──────── GIVEN RECORDS

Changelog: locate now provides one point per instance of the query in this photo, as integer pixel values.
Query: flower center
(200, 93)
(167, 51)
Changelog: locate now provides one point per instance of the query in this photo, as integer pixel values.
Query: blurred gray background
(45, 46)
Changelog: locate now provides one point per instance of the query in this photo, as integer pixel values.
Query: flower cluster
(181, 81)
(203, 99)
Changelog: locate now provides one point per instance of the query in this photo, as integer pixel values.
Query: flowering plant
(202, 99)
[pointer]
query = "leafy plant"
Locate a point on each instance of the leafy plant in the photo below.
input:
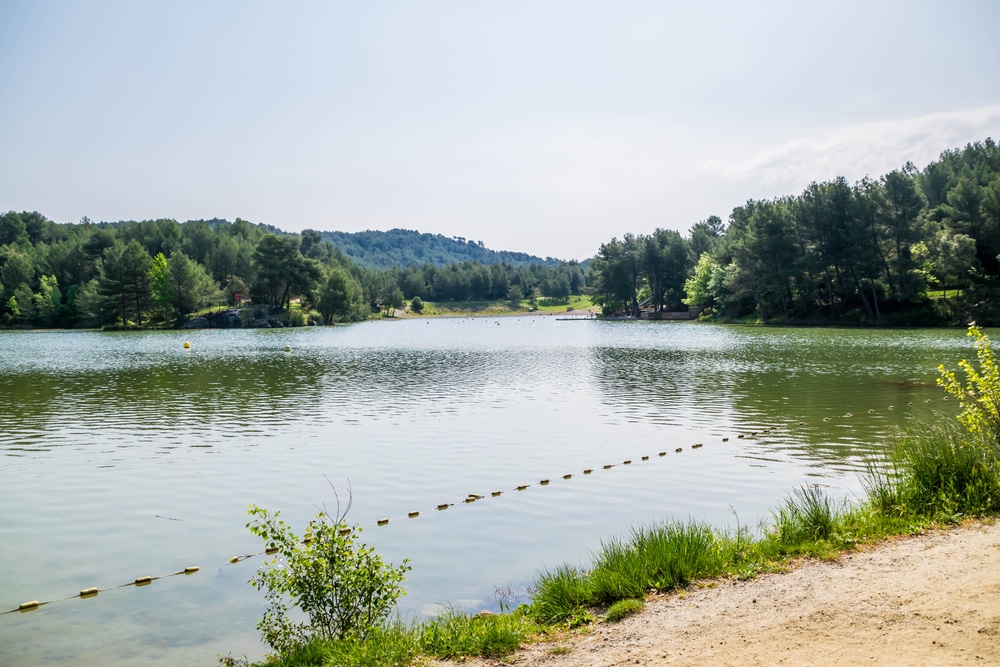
(623, 609)
(979, 397)
(342, 585)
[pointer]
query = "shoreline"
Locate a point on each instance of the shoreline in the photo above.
(928, 599)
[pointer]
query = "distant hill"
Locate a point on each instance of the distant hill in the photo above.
(403, 247)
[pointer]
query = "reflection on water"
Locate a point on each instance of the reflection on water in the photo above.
(124, 455)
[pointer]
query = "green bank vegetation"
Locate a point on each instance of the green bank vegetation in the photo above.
(913, 247)
(932, 475)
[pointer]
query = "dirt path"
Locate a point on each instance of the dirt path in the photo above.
(927, 600)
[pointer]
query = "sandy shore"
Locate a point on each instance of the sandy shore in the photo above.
(933, 599)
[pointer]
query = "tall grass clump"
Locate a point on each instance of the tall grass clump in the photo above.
(455, 634)
(938, 472)
(660, 557)
(561, 592)
(805, 518)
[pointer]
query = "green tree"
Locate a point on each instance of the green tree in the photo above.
(281, 271)
(343, 587)
(47, 301)
(339, 297)
(124, 281)
(159, 285)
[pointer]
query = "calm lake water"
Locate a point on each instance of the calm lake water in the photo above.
(125, 455)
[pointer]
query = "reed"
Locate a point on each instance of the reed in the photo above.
(455, 634)
(560, 592)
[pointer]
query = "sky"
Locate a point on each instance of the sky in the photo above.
(546, 127)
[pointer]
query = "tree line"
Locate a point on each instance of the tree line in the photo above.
(911, 247)
(134, 273)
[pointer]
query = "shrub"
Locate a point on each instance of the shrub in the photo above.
(342, 585)
(939, 472)
(979, 397)
(559, 593)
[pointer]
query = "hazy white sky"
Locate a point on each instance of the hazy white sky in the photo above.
(542, 126)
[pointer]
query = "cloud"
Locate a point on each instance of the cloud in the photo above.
(854, 151)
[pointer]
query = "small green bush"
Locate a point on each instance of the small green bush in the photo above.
(455, 634)
(559, 593)
(808, 516)
(979, 397)
(343, 586)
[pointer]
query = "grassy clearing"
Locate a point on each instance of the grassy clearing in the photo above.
(934, 474)
(486, 308)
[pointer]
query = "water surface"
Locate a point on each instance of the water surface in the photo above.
(125, 455)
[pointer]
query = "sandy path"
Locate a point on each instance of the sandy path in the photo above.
(927, 600)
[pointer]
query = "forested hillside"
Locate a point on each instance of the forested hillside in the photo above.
(160, 271)
(403, 247)
(911, 247)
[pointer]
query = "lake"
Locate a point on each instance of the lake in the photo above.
(125, 455)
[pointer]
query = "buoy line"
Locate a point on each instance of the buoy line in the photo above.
(87, 593)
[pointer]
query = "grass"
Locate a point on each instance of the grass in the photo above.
(934, 474)
(458, 308)
(455, 634)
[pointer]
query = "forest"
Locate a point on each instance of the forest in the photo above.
(159, 272)
(909, 248)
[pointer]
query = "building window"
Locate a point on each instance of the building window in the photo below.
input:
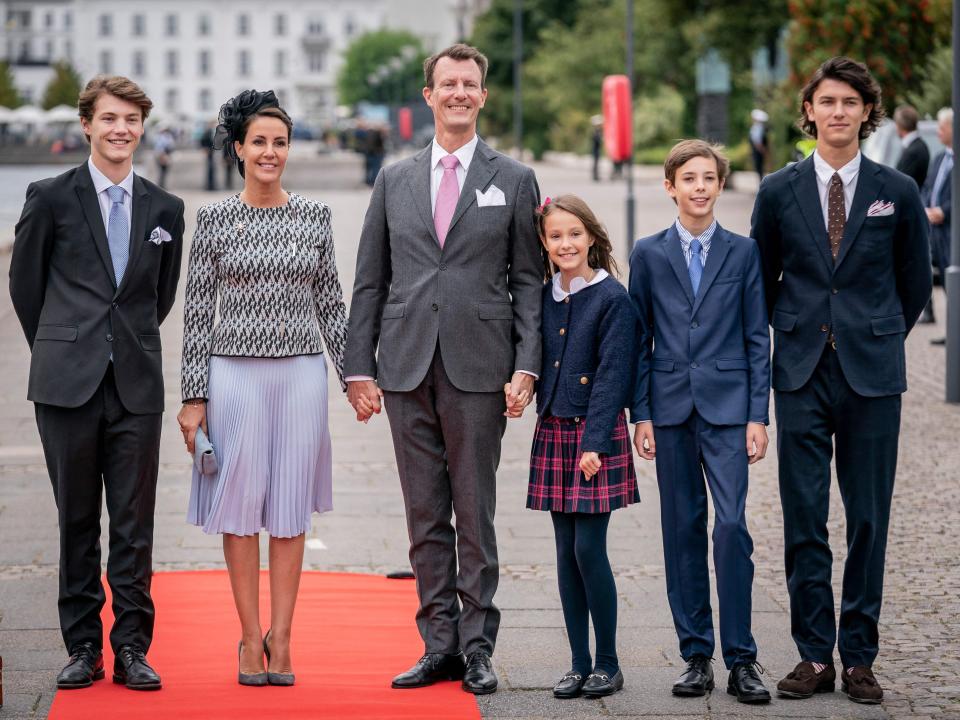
(203, 63)
(316, 61)
(173, 63)
(139, 63)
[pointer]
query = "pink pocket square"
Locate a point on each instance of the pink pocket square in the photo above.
(881, 208)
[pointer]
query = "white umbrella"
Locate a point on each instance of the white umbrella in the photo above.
(62, 114)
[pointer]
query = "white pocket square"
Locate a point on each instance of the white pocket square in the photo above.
(881, 208)
(159, 235)
(493, 196)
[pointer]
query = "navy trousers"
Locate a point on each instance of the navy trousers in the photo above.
(824, 413)
(685, 453)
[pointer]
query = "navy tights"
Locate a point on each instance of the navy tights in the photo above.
(587, 588)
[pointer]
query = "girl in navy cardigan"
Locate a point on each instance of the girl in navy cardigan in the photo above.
(581, 467)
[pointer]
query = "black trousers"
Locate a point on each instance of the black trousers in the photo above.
(447, 444)
(822, 416)
(101, 445)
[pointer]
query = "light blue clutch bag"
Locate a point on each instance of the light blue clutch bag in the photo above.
(204, 458)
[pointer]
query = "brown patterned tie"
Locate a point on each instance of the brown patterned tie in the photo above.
(836, 214)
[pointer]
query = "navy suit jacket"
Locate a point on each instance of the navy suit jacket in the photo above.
(870, 297)
(939, 233)
(710, 352)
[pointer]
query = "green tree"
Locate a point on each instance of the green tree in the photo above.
(9, 97)
(64, 87)
(372, 53)
(893, 38)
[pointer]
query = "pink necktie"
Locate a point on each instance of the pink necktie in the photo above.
(447, 197)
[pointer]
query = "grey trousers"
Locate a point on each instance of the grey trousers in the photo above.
(447, 444)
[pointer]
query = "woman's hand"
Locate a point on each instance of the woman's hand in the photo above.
(191, 416)
(590, 464)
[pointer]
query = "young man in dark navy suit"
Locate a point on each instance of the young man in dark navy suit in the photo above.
(701, 405)
(846, 265)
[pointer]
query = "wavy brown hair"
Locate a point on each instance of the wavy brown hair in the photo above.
(600, 255)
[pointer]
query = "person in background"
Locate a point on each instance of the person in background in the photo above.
(937, 197)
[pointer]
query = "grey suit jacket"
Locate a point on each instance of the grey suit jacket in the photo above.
(478, 296)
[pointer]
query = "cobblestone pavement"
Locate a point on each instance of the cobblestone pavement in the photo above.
(919, 663)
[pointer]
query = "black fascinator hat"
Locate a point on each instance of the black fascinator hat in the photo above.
(235, 115)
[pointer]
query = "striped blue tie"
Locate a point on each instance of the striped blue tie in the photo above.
(696, 265)
(118, 233)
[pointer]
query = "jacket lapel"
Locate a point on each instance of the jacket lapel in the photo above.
(140, 209)
(869, 186)
(87, 195)
(719, 249)
(671, 246)
(419, 180)
(804, 184)
(482, 169)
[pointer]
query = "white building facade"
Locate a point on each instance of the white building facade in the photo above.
(191, 55)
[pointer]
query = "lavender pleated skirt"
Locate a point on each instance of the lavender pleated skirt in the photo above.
(267, 420)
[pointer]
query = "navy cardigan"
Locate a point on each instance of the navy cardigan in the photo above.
(589, 359)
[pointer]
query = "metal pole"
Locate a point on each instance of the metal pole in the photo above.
(517, 65)
(952, 280)
(631, 237)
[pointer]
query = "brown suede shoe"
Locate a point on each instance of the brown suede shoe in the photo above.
(804, 681)
(861, 686)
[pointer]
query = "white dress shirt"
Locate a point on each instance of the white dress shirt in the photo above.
(848, 176)
(464, 154)
(101, 184)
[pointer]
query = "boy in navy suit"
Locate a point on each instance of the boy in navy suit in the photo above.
(846, 266)
(700, 404)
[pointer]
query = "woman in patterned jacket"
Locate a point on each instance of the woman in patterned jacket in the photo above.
(256, 380)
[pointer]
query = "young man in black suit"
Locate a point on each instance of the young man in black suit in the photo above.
(846, 262)
(93, 274)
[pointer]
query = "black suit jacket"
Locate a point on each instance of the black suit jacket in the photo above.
(915, 161)
(870, 297)
(73, 315)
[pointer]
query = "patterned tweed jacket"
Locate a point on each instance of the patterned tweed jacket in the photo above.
(273, 273)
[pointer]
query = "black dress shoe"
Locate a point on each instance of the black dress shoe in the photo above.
(479, 677)
(569, 686)
(697, 679)
(85, 666)
(131, 668)
(599, 684)
(429, 669)
(744, 682)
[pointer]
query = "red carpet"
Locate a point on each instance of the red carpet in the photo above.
(352, 634)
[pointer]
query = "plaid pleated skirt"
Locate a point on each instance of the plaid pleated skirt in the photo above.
(558, 484)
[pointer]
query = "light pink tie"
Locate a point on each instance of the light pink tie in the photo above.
(447, 197)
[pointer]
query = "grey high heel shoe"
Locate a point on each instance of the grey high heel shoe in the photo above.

────────────────

YOUR GOAL :: Would you repeat the lines from the one containing "Locate a point on each instance of the white dress" through the end of the data, exactly, with nothing before or after them?

THE ANSWER ::
Locate a point on each instance of the white dress shirt in the photo above.
(848, 176)
(464, 154)
(101, 184)
[pointer]
query = "boy in navy suit"
Locate a point on each instance of the boy in navy suit in the photo above.
(846, 266)
(700, 404)
[pointer]
query = "woman in patterned jacket"
Locate a point on each instance of the woman in patterned jacket in the photo above.
(256, 380)
[pointer]
query = "young man in black suit"
Locate a point on each instance of the young man in black suit in the photo above.
(846, 262)
(93, 274)
[pointer]
query = "black suit jacket"
Locate a point on each instance of the black suit jacket in the photo above.
(915, 161)
(870, 297)
(73, 315)
[pointer]
query = "patterned tweed jacket"
Locate a point on each instance of the patterned tweed jacket in the photo above.
(273, 273)
[pointer]
query = "black dress shoe"
Locate a point on each instance of the black dress shoe in the photo above.
(479, 677)
(569, 686)
(697, 679)
(85, 666)
(131, 668)
(599, 684)
(429, 669)
(744, 682)
[pointer]
query = "red carpet"
Locate a point on each instance of the red carpet in the photo above.
(352, 634)
[pointer]
query = "plaid pleated skirt"
Locate a point on each instance of the plaid pleated skirt in the photo above.
(558, 484)
[pointer]
query = "light pink tie"
Locate a point on each instance of the light pink tie in the photo above.
(447, 197)
[pointer]
query = "grey high heel shoe"
Locate a point on each instance of the grey high heel shoe in the photo above.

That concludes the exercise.